┌──
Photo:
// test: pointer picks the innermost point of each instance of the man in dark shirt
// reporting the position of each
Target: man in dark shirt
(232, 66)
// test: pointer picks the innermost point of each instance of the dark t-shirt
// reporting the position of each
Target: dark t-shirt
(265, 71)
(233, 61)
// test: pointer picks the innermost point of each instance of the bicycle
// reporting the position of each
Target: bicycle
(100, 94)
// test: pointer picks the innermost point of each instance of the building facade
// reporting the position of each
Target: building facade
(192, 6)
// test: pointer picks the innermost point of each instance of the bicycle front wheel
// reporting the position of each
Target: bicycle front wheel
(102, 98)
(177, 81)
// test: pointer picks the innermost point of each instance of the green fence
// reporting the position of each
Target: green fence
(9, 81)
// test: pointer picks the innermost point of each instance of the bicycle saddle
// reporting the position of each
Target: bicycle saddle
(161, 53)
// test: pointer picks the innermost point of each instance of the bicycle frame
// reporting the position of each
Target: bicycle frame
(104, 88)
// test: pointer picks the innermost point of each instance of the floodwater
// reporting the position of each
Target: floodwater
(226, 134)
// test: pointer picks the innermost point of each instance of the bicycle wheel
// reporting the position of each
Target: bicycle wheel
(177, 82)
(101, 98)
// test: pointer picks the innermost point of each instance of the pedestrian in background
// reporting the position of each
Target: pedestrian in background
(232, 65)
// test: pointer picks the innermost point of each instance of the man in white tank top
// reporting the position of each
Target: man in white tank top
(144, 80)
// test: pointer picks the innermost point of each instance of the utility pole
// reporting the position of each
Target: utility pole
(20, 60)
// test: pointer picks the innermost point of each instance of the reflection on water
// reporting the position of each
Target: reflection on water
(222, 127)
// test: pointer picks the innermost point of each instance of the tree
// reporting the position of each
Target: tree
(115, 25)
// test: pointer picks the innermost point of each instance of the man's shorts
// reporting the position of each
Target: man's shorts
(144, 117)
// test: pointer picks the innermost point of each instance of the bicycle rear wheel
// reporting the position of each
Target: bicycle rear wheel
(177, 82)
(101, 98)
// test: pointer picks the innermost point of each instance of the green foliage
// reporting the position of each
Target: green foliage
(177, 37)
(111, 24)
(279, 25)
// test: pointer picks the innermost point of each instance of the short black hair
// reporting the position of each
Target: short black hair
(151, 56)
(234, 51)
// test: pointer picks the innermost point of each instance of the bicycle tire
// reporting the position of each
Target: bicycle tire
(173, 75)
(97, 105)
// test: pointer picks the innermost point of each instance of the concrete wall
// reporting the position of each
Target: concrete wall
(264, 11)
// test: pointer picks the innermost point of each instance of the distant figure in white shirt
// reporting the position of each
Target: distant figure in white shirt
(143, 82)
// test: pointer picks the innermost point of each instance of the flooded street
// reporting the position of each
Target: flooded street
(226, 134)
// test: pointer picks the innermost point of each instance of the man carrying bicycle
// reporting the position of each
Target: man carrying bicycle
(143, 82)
└──
┌──
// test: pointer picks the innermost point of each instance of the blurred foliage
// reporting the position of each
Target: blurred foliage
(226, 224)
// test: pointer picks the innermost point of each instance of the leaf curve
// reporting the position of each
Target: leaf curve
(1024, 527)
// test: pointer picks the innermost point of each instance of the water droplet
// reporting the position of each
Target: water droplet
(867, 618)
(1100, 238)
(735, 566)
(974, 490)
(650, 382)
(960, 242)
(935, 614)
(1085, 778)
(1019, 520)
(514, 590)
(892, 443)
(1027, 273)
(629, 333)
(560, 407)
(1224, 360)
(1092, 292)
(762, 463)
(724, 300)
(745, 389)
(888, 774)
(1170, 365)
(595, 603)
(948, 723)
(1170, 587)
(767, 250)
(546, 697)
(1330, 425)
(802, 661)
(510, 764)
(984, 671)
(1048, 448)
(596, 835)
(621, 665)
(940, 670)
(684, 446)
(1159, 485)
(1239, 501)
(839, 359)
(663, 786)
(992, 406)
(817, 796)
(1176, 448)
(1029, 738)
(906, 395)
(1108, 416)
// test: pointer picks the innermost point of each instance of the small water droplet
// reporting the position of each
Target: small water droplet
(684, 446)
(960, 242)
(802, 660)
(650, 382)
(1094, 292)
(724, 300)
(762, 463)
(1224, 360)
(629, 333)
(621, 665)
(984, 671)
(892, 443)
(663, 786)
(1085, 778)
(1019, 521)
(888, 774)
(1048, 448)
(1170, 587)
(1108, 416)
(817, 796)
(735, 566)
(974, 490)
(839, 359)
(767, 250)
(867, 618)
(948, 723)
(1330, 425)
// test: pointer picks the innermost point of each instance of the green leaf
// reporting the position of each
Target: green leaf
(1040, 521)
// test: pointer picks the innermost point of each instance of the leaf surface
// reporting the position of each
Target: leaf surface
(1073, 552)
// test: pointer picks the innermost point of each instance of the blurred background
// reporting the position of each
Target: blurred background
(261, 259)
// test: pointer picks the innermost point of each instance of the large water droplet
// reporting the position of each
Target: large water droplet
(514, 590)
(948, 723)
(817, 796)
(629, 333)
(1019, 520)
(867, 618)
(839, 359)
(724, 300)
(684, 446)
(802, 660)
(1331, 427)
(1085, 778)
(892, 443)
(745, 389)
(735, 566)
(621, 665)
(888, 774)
└──
» Your objective:
Please pick out each line in the listing above that contains the word "fence" and copy those lines.

» Completed task:
// test: pointer picks the innermost point of each instance of the green fence
Target: green fence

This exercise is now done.